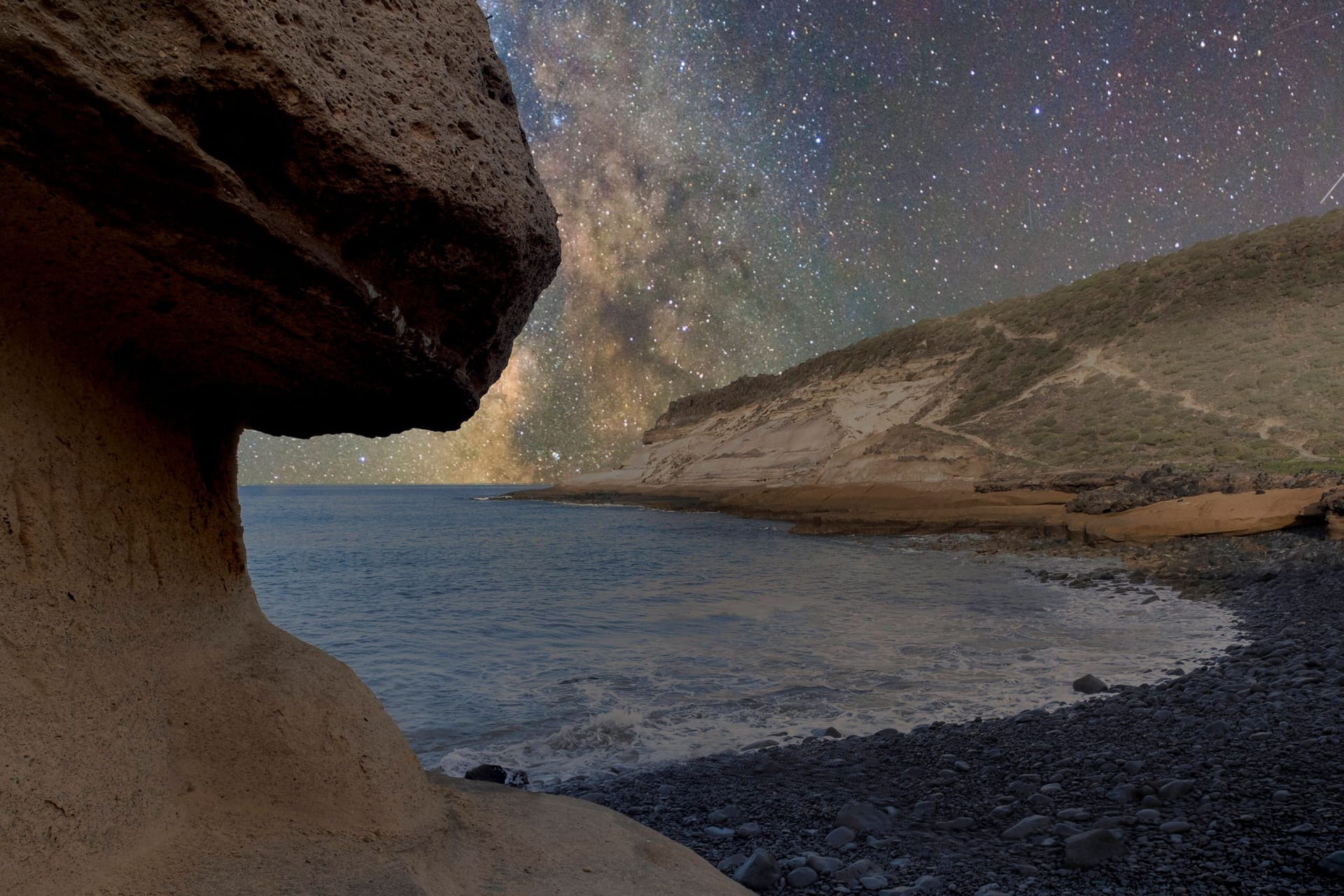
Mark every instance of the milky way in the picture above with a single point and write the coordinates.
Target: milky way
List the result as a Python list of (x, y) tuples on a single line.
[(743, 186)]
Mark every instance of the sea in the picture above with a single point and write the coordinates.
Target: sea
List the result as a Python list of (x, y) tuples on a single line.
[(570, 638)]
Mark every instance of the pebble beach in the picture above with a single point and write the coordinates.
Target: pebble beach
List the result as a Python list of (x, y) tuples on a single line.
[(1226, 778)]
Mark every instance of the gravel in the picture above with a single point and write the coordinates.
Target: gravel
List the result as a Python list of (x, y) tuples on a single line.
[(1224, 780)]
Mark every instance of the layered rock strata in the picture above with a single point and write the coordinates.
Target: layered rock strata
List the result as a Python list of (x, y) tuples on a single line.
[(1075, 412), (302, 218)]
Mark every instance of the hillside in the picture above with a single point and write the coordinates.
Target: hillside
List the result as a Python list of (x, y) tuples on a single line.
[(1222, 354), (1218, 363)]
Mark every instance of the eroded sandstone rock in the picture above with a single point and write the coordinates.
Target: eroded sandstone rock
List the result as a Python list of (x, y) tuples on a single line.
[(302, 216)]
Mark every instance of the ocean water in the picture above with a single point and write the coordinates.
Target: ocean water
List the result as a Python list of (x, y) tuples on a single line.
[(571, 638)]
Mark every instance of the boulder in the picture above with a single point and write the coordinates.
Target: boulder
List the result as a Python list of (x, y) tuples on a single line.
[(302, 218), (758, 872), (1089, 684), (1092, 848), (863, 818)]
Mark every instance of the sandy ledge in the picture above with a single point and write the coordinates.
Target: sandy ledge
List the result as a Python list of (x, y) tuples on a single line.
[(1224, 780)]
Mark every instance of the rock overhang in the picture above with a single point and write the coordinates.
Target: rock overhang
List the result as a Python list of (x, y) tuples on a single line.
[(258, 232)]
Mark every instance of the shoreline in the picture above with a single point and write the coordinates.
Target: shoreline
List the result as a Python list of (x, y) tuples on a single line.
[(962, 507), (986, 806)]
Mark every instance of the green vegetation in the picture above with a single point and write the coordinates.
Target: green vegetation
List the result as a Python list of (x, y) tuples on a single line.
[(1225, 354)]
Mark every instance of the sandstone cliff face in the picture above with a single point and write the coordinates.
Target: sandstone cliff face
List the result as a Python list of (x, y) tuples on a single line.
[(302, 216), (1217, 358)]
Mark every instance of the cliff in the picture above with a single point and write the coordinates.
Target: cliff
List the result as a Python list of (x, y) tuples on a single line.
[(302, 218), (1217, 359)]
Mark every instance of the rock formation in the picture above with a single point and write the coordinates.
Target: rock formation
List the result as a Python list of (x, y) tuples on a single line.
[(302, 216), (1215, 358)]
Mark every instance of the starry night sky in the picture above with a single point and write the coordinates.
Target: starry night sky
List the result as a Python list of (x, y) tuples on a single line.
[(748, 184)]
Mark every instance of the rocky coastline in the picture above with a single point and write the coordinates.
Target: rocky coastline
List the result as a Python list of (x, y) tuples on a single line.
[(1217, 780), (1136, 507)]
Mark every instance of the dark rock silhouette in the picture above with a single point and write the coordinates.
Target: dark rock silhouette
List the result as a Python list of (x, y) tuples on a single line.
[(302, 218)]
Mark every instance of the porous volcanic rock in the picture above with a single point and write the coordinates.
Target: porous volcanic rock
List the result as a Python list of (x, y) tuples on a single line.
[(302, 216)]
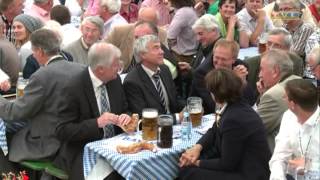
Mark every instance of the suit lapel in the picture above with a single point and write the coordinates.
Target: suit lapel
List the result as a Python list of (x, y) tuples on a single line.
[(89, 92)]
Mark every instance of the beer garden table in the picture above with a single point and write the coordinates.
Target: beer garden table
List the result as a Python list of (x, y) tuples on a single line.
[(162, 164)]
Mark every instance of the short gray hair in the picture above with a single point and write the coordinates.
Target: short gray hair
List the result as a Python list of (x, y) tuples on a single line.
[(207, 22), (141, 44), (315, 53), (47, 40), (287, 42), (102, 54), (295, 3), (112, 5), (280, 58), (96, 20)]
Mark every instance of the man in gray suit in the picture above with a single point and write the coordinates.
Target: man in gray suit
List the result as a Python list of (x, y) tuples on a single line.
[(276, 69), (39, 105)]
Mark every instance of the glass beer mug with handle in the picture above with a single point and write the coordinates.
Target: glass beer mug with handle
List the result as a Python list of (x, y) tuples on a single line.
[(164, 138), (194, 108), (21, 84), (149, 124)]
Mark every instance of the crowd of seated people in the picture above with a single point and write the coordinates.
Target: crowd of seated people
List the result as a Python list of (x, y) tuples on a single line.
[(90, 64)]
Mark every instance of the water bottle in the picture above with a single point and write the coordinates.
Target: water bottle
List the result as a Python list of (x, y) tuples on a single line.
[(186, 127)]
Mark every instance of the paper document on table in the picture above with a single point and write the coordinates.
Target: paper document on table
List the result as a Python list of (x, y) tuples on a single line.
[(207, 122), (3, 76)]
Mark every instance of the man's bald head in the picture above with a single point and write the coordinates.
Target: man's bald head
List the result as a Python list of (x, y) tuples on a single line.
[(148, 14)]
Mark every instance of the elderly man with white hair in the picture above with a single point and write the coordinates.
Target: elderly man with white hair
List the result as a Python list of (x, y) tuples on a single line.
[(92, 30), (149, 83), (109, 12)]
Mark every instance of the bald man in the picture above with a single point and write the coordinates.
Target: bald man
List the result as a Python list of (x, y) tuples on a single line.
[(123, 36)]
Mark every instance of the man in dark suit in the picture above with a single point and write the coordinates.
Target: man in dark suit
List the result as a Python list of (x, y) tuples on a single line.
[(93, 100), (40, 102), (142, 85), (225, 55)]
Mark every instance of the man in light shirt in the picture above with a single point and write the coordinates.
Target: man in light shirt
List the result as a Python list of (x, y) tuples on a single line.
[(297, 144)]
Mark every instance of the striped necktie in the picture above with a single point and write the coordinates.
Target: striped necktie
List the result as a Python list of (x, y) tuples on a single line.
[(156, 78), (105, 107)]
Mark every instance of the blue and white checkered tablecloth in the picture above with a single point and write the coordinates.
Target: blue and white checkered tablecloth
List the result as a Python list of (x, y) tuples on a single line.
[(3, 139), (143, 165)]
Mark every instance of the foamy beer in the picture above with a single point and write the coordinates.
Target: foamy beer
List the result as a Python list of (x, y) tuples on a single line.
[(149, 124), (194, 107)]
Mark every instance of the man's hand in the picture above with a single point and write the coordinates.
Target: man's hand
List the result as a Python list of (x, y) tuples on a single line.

• _PROBLEM STATEMENT_
Turn the lines above into a numbered list, skipping any blank ones. Leave the pictures out of your answer.

• _EXPECTED OUTPUT_
1. Mark every instance of the milky way in the picture above with a single point and write the coordinates.
2. Target: milky way
3. List the result as a Python list of (x, y) tuples on a single line.
4. [(743, 186)]
5. Mark every instance of the sea in the picture above with a single point and write the coordinates.
6. Target: sea
7. List the result as a Python list of (x, y) tuples on a single line.
8. [(570, 638)]
9. Mark every instance of the pebble beach in the picture above with a single point and write the coordinates.
10. Target: pebble beach
11. List the result as a Python list of (x, y) tuples on a single line.
12. [(1226, 778)]
13. Mark every instance of the gravel in the picture above with a single point and write the coordinates.
14. Target: gravel
15. List the result as a Python list of (x, y) tuples on a single line.
16. [(1224, 780)]
17. Mark every instance of the layered rock strata in the picture above with a single point and write the coordinates.
18. Target: layered rock strata
19. List the result as a Python list of (x, y) tuples on a single line.
20. [(1075, 412), (302, 218)]
21. Mark every instance of the hillside in the picture above with a single point and write the coordinates.
22. Target: hillside
23. List the result as a Python list of (x, y) tuples on a single line.
24. [(1222, 354), (1218, 363)]
25. Mark every instance of the eroded sandstone rock in the picture above with a single point and write the coordinates.
26. Target: eroded sandstone rock
27. List the result as a Python list of (x, y) tuples on a single line.
28. [(302, 216)]
29. Mark every instance of the ocean water in the picture above with a single point and write the coordinates.
30. Target: ocean water
31. List the result as a Python list of (x, y) tuples on a single line.
32. [(571, 638)]
33. Mark every instance of the boulder in the picture above with a single point and write the coordinates.
34. Target: boulder
35. List the result as a Python list of (x, y) tuples on a single line.
36. [(302, 218), (758, 872), (1089, 684), (1092, 848), (863, 818)]
37. Mark every instance of the sandy ledge in the picture above with a single point and write the coordinates.
38. Target: sandy ledge
39. List the result as a Python list of (x, y) tuples on a single line.
40. [(1224, 780)]
41. Mark every instance of the rock overhang in the picture above with a single point and write the coordinates.
42. Target: rock overhang
43. List the result as a Python list of (x, y) tuples on a single line.
44. [(258, 232)]
45. Mark every instance of the shoreline in the picture above with a single point and write the coordinates.
46. Target: shoreline
47. List the result as a Python list of (x, y) tuples on a single line.
48. [(962, 507), (986, 806)]
49. Mark every instance of the green vegetation in the picture above with a single point and write the coordinates.
50. Target: green vegetation
51. List the result as a Python list of (x, y) tuples on a single line.
52. [(1225, 354)]
53. Mark every instance of the sandstone cliff face in the picture above with a single point and write the coordinates.
54. Target: sandstone cliff face
55. List the result as a Python list of (x, y) tuples on a single line.
56. [(302, 216), (1217, 358)]
57. Mark every instance of the cliff in the picture above with a single point and write the coordinates.
58. Target: cliff
59. List the result as a Python list of (x, y) tuples on a single line.
60. [(302, 218), (1217, 359)]
61. Mark every instance of the rock formation in the picture above with a single point and write the coordinates.
62. Target: rock formation
63. List the result as a Python list of (x, y) tuples on a single line.
64. [(302, 216), (1215, 358)]
65. Mark every instance of the starry night sky in the picture above with a single point and write the coordinates.
66. Target: starry night sky
67. List the result as a Python list of (x, y) tuples on a single line.
68. [(748, 184)]
69. Mark every instance of the rocky coastline in the picture above with a single point and write the coordinates.
70. Target: rocky coastline
71. List the result as a Python list of (x, y) tuples on a single line.
72. [(1217, 780), (1136, 507)]
73. Mark every instance of the dark rock silhouette in the picture above with a single point and write the coordinates.
74. Target: dark rock silhouette
75. List the result as a Python list of (x, y) tuples on a single line.
76. [(302, 218)]
77. Mark every instance of the porous volcanic rock in the picture above with a single point and write the coordinates.
78. Target: porous volcanic rock
79. List the result as a Python list of (x, y) tuples on a single line.
80. [(302, 216)]
81. Mark every instance of the suit lapel in the picture above with a single point and write the coordinates.
82. Target: suit lapel
83. List the result as a Python list of (x, y) tuples on a single line.
84. [(89, 92)]
85. Mark every instance of the beer garden table in the picture above with a single point and write the coordinates.
86. Target: beer garden table
87. List the result as a Python list of (x, y) tuples on a single line.
88. [(162, 164)]
89. Mark every instance of the short gray hair in the picture above with a single point and write the coordinates.
90. Target: short gray hair
91. List the result as a Python list of (x, y) tuples on a single line.
92. [(207, 22), (141, 44), (315, 53), (47, 40), (287, 42), (102, 54), (295, 3), (112, 5), (280, 58), (96, 20)]
93. Mark every instance of the man in gray suit in the picture above with a single point and write the coordinates.
94. Target: man in gray suit
95. List the result as a Python list of (x, y) tuples on a single line.
96. [(276, 69), (39, 105)]
97. Mark every instance of the glass beer mug with handle in the picture above with a single point and write the coordinates.
98. Target: glass beer mug with handle
99. List the result as a Python list of (x, y) tuples on a single line.
100. [(164, 138), (194, 108), (21, 84), (149, 124)]
101. Mark every instance of the crowd of seated people in the picture above with a single point and write the coordinates.
102. Target: crowd of seated people
103. List the result as a Python list of (x, y) tuples on a single line.
104. [(90, 64)]
105. Mark every instance of the water bottle in the picture above with a single point and write the coordinates.
106. Target: water bottle
107. List the result as a Python list of (x, y) tuples on a single line.
108. [(186, 127)]
109. Mark every instance of the paper document on table in the picture above with a single point and write the coordinates.
110. Target: paper document on table
111. List the result as a Python list of (x, y) tuples on a single line.
112. [(207, 122), (3, 76)]
113. Mark every instance of the man's bald head in the picture above with a single point and write the coordinates.
114. Target: man's bald head
115. List the result as a Python list of (x, y) tuples on a single line.
116. [(148, 14)]
117. Mark every instance of the elderly man with white hair in the picture above with a single point and write the coordinates.
118. Target: elderly man with white hair
119. List the result as a Python list of (x, y) tuples on a single line.
120. [(92, 30), (149, 83), (109, 12)]
121. Mark every instance of the bald man in the picture above with a single point and write the coordinates.
122. Target: bald man
123. List the result as a Python list of (x, y) tuples on a single line.
124. [(123, 36)]
125. Mark every instance of the man in dark suit in the picture above with a single point and write the coordinates.
126. Target: man in dark suit
127. List the result as a Python list of (x, y) tuples on a single line.
128. [(93, 100), (40, 102), (142, 85), (225, 55)]
129. Mark every instance of the man in light shirt in the picture above with a single point and write the coordinates.
130. Target: man in light shirt
131. List the result as a Python list of (x, y) tuples on a single line.
132. [(297, 144)]
133. Mark every instance of the striped necktie in the picture above with a single point and write the coordinates.
134. Target: striped necktie
135. List the result as a Python list of (x, y) tuples on a single line.
136. [(156, 78), (105, 107)]
137. Mark every instance of the blue and white checkered tablecloth in the picture above with a single point and write the coordinates.
138. Target: blue and white checkered tablecloth
139. List the result as a Python list of (x, y) tuples on a single line.
140. [(3, 139), (143, 165)]
141. Mark every instance of the foamy beer in the picture above with a single point and write the coordinates.
142. Target: foamy beer
143. List the result as a Python list of (x, y) tuples on a single line.
144. [(149, 124), (194, 107)]
145. Mark every instance of the man's hand in the picture above with a single point and write the coordinates.
146. Target: man's hand
147. List the result as a Python list of (x, y) tuples on a single line.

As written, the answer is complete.